Extract:

DOES EVERY FAMILY NEED A FREE BABYSITTER?

I visited the Liberals’ website today, and it is clear that their main priority is to push ahead with poll after poll showing that Canadians want a universal daycare system. Hogwash. If Canadians were so determined to have free babysitting, they would have elected the Liberals again. They chose not to. They chose to watch their own children.

What we are seeing is a mass hysteria being fabricated from places where it is apparently much more important to have ‘things’ as opposed to raising our next generation. To today’s parents, or many of them, it seems that children are no longer a blessing to fill our houses with laughter, but are simply little bobbles to show off to our friends. Any thought of sacrifice to give them what they truly need is abhorred and more often than not, we treat them as burdens.

I found myself getting angry today while I read the tripe that the Liberals keep shoveling forth. If I believed the studies and propaganda, I would be angry at the majority of Canadian mothers who appear to be intent on farming out not only their children, but also their parental responsibilities. If I didn’t believe it, I would be angry with the Liberals who are engaged in an all-out battle to pen our kids into little childcare centres under the guise of something wonderful.

Fortunately for my sanity, I choose not to believe that Canadian parents are that selfish; at least I pray that they are not. That leaves an organized drive by the opposition Liberals to forge a socialistic nanny state where the government not only teaches our children how to be good little liberal citizens and that dictates where we can or cannot obtain a band-aid, but now they wish to assist some parents in the abdication of the basest of parental responsibilities; that being the nurturing process.

If you vehemently disagree with me, that is just fine. My guess is you are too wrapped up in what you want to have to really give any other point of view any serious consideration. My justification for making such bold and accusatory statements? If someone like myself, without a post-secondary education can find a way to struggle, scrape and save enough to raise my own large family, pay all of the bills, and feed them on top of that, then there is absolutely no reason that anyone cannot afford to keep one parent in the home to raise their children.

One of the biggest arguments to my viewpoint comes in this form: “While people like you (meaning me) choose to have only one income, some mothers choose to have a life and career.

I can’t tell you how many times I have had that one thrown at me. However, it simply lends support to my strident opposition to a nanny state. My reply to those who use this reasoning is simply that if they choose to have a career, then they should choose one that will allow them to hire a qualified child care professional at their own expense, not at mine.

There is also this one. “You have struggled for years on one income. I don’t want to live like that.” My response? Simple. “Neither did I”. My wife and I made the decision to have children, thus we decided to raise them. Since we did not have a three-digit income, it was rough. It is called sacrifice and my precious kids were worth every struggle and then some. As well, hard the times that we have had to endure together have solidified our union. We are a close family and will stay that way.

Available data:
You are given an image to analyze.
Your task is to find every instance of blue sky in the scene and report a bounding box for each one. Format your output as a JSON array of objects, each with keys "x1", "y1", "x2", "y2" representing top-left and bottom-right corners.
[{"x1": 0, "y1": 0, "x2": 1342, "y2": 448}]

The tasks:
A - For each statement, (i) the writer of the daycare essay has no post-secondary education, (ii) Canadians elected the Liberals again, and (iii) the writer's family had a three-digit income, state yes or no according to the essay and quote the words that decide it.
B - Resume the daycare essay from its final sentence and carry its argument forward in the same voice.

Results for each task:
A -
(i) Yes: "without a post-secondary education"
(ii) No: "they would have elected the Liberals again. They chose not to."
(iii) No: "Since we did not have a three-digit income, it was rough."

B -
While it would have been great to have had yet another government program to make our life easier, it was simply not the way we would have wanted it to be. My wife and I firmly believe that we are responsible for our children’s care. That includes their supervision. We calculated what we would need to do to provide these things ourselves, as we felt that we had no right to ask every other Canadian to give us a part of their hard earned paycheque to pay for decisions that we had willingly made, and that is all a universal daycare program would do. It would extract payment from everyone to assist those who have decided to have children. Why do we feel that we have that right?

The Liberal plan for daycare is a blanket one. That means the wealthy, and I mean the truly wealthy, will also be able to utilize this system. It also means that the habitually lazy whose sole career is to have more babies will also be able to utilize this system. Say what you want about that statement, but I have seen such people in my own community while growing up and still see them today, and you know that I am telling the truth because you have seen them to.

A huge concern to many that I talk to about this behemoth is that those who already grab a ride on our coat tails will simply be able to further desert their responsibilities and that is a valid fear. There is never much political will to tell those who wish not to work that they can’t have something. For some reason we feel that they are deserving of every plum that there is and never consider that perhaps we should require some effort on their part.

That may sound harsh and uncompassionate, but let me make it clear that I do not condemn all who have made a mistake in life or have made a few poor choices. I have made some of my own as well. But if some (and there are many) decide that it is a viable career path, then we ought to shake them out of the social safety net. So far, I have never seen a liberal program that tackled this issue, nor do I believe that I ever will. The Liberal daycare platform has so far not addressed this opportunity for abuse.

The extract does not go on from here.